Öldürmenin şifresi: ‘Çocuklar daha denize girmedi mi?’

0

ANTALYA’nın Manavgat ilçesinde İyi Parti eski İlçe Başkanı Hüseyin Ergen’e düzenlenen silahlı saldırıda organizatör olduğu iddiasıyla A.Ç. azmettiren olduğu iddiasıyla da otelci Y.K. gözaltına alındı. Y.K. ile 10 milyon liraya anlaştıklarını iddia eden şüpheli A.Ç. verdiği ifadede, “Y.K. beni whatsapptan arayarak, Hüseyin Ergen olayı ile ilgili ‘çocuklar denize girdi mi’ diye söylemesi üzerine bende kendisine hitaben havanın soğuk olduğunu çocukların denize giremeyeceğini söyledim” dedi.

İYİ Parti Manavgat İlçe eski Başkanı Hüseyin Ergen, 31 Ocak’ta Side Mahallesi’ndeki evinin önünde kimliği belirsiz kişi ya da kişilerin silahlı saldırısında yaralandı. Manavgat Cumhuriyet Başsavcılığı’nın talimatıyla İlçe Jandarma Komutanlığı tarafından yürütülen soruşturma çerçevesinde JASAT (Jandarma Suç Araştırma Timi) timleri tarafından bölgede ve güzergahlarda güvenlik kameralarının incelenmesi ve 14 saatlik çalışma sonucunda olayda kullanılan araç tespit edildi.

ŞÜPHELİLER TUTUKLANDI

Yapılan operasyonda araç sürücüsü ve silahı kullanan tetikçi Selahattin Oğuz yakalandı. Şüpheliler, jandarmada alınan ifadelerinin ardından adliyeye sevk edildi. Savcılık sorgusunun ardından her iki şüphelide sevk edildikleri sulh ceza hakimi tarafından tutuklandı.

AZMETTİREN VE OLAYI PLANLAYAN GÖZALTINA ALINDI

Olayın ardından organizatör A.Ç. ile Y.K.’nın alınacak para konusunda anlaşmazlık yaşadığı, Hüseyin Ergen’in öldürülmesi için 20 milyon lira teklif eden Y.K.’nın, ayaklarından yaralama için A.Ç.’nin istediği 10 milyon lirayı çok bulduğu sadece 3 milyon lira verebileceğini söylediği iddia edildi. Bunun üzerine A.Ç., karakola giderek teslim oldu ve yaşanılanları ayrıntılı bir şekilde anlattı. Manavgat Cumhuriyet Başsavcılığının talimatıyla A.Ç. karakolda, otel sahibi Y.K. ise evine düzenlenen operasyonla jandarma ekipleri tarafından gözaltına alındı.

**Görevleriniz**
A. Hüseyin Ergen'e yönelik saldırı haberinde geçen bütün para miktarlarını sırala.
B. Hüseyin Ergen'e yönelik saldırı haberini sonraki bölümle sürdür.
Buradaki verilerin bu haberle hiçbir ilgisi yoktur.

**Gösterilen veriler**
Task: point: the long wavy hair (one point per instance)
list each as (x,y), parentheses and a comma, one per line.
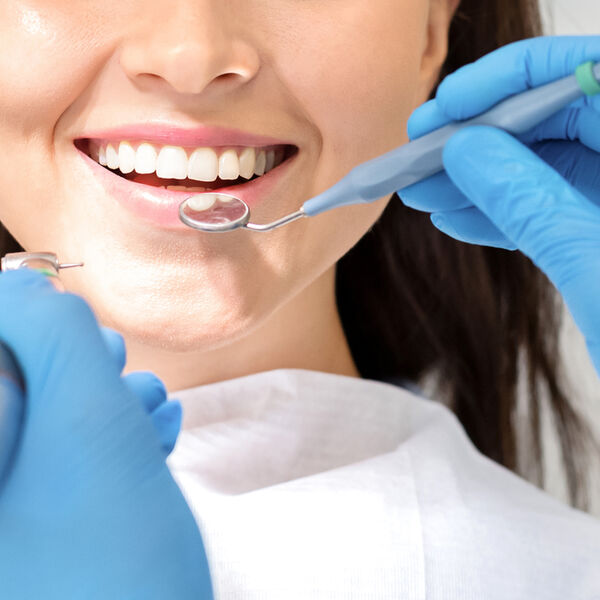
(414,302)
(485,322)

**Görev sonuçları**
A. 10 milyon lira, 20 milyon lira, 3 milyon lira

B.
Y.K. TEKERLEKLİ SANDALYEYLE GELDİ

Şüpheliler otel sahibi Y.K. ve A.Ç. jandarmada işlemlerinin tamamlanmasının ardından sağlık raporları alınarak adliyeye sevk edildi. 78 yaşında olan ve diyabet hastalığı nedeniyle ayaklarında çıkan yaralar sebebiyle güçlükle yürüyen A.Ç., arka girişden jandarma görevlileri tarafından tekerlekli sandalye ile adliye binasına alındı. Y.K.’nın tanınmamak için kapşonlu ve etrafı yünlü bir palto giydiği, yüzünün görülmemesi için eliyle yüzün kapattığı görüldü.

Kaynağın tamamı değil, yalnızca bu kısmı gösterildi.